> [Selected text]:
↓
Holiday plans hit by soaring fares
Air ticket prices surge, threatening to derail summer travel plans for millions, as travellers who expected easing fares now face sharp increases on long-haul routes.
Ticket prices on key routes between Asia and Europe have risen dramatically, with increases of up to 560% recorded in March alone, driven by disruptions linked to the conflict in the Gulf region.
War impact disrupts global air corridors
The ongoing conflict in the Persian Gulf- one of the world’s busiest aviation corridors- has severely disrupted flight operations.
Airspace closures, reduced capacity at major Gulf hubs, and rising fuel costs have combined to push air ticket prices higher, with analysts warning that elevated fares are likely to persist throughout summer and into autumn.
Prices up to 79% higher year-on-year
According to analysis by Alton Aviation Consultancy, based on data from Cirium and online travel agencies, fares for June travel across seven major Asia-Europe routes are up by around 70% compared to last year.
In some cases, the increases are even steeper. Flights from Sydney to London now exceed $1,500- roughly double 2025 levels- while other long-haul routes have nearly tripled in price.
Fares from Europe to Asia are also climbing, with June prices up to 79% higher year-on-year.
Massive cancellations and reduced capacity
The crisis, which escalated on 28 February following US and Israeli strikes on Iran, has already led to around 70,000 flight cancellations.
This highlights the fragility of global aviation networks, as airlines struggle with longer routes, limited capacity and higher operating costs.
Even if the conflict ends soon, experts warn it could take up to three months for fuel prices to stabilise and for any meaningful reduction in ticket costs to reach consumers.
Key routes hardest hit
Flights between Asia and Europe have been particularly affected, especially those passing through major Middle Eastern hubs such as Dubai, Abu Dhabi and Doha.
This corridor accounts for roughly one-third of annual passenger traffic between the two regions.
↑
> [The input]:
↓
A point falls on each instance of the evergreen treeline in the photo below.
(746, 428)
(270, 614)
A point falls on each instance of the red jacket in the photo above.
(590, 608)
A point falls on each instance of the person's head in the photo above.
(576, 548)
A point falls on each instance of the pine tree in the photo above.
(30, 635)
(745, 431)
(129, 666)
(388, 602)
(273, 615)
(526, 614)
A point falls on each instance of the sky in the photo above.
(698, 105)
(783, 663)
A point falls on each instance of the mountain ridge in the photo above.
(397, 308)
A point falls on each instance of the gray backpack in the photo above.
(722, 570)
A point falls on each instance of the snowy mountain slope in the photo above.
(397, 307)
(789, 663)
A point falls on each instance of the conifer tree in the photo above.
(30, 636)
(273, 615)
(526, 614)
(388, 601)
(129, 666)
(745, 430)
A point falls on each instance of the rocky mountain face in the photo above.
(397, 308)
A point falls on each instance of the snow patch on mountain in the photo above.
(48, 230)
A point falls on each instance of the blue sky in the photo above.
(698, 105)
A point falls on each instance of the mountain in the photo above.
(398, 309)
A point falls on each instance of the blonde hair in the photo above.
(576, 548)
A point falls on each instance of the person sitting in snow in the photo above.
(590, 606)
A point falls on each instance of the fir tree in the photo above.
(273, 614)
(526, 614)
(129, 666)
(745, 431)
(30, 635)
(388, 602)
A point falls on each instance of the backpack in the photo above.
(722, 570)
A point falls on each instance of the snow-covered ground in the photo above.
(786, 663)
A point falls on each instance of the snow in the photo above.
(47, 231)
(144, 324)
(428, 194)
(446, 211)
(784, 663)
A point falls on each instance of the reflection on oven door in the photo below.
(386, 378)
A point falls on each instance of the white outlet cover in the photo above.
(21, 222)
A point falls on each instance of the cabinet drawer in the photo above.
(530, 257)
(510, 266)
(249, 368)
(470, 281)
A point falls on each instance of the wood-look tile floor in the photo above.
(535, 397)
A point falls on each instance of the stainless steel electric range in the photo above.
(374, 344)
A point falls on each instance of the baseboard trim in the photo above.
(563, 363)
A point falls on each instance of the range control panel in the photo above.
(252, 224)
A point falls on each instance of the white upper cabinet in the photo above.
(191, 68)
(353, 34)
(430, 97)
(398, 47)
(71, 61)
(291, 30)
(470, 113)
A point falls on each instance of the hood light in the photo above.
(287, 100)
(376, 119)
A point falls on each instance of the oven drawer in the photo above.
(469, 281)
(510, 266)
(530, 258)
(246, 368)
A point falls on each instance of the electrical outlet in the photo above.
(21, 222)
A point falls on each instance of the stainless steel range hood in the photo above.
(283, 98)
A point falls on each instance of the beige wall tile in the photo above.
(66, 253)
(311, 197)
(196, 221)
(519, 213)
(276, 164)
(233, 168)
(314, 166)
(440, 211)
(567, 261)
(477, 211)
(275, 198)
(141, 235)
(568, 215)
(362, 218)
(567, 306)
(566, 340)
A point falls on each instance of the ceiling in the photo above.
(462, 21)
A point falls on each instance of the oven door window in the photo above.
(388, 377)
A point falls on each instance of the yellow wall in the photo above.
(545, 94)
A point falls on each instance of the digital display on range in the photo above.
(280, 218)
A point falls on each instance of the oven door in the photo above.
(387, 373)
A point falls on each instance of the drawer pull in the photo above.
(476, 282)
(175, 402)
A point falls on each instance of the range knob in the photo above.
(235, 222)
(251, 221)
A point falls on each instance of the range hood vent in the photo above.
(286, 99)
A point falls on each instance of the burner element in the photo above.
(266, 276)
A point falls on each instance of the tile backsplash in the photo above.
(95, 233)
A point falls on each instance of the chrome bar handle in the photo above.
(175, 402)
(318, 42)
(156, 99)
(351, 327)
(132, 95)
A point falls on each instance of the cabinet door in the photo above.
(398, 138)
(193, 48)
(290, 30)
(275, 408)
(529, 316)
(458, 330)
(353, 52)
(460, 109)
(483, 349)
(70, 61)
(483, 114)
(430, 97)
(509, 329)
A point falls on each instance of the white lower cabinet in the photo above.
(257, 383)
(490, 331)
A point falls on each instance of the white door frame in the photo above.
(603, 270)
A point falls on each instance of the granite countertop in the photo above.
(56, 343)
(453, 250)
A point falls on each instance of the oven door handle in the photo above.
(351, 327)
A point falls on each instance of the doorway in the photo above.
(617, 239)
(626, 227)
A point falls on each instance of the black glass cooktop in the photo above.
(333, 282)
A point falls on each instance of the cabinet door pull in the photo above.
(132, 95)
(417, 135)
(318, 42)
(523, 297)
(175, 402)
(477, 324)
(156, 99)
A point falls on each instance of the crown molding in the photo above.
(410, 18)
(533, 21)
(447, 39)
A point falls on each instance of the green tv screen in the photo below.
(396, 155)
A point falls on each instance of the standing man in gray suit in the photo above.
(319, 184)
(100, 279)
↑
> [Exercise set]:
A. Print the part of the air fares article between "Ticket prices on" and "and into autumn.", inclusive, word for word.
B. Find each line in the listing containing the string "outlet", and copy every such line.
The article and the listing were taken from separate sources.

> [Results in order]:
A.
Ticket prices on key routes between Asia and Europe have risen dramatically, with increases of up to 560% recorded in March alone, driven by disruptions linked to the conflict in the Gulf region.
War impact disrupts global air corridors
The ongoing conflict in the Persian Gulf- one of the world’s busiest aviation corridors- has severely disrupted flight operations.
Airspace closures, reduced capacity at major Gulf hubs, and rising fuel costs have combined to push air ticket prices higher, with analysts warning that elevated fares are likely to persist throughout summer and into autumn.

B.
A point falls on each instance of the white outlet cover in the photo above.
A point falls on each instance of the electrical outlet in the photo above.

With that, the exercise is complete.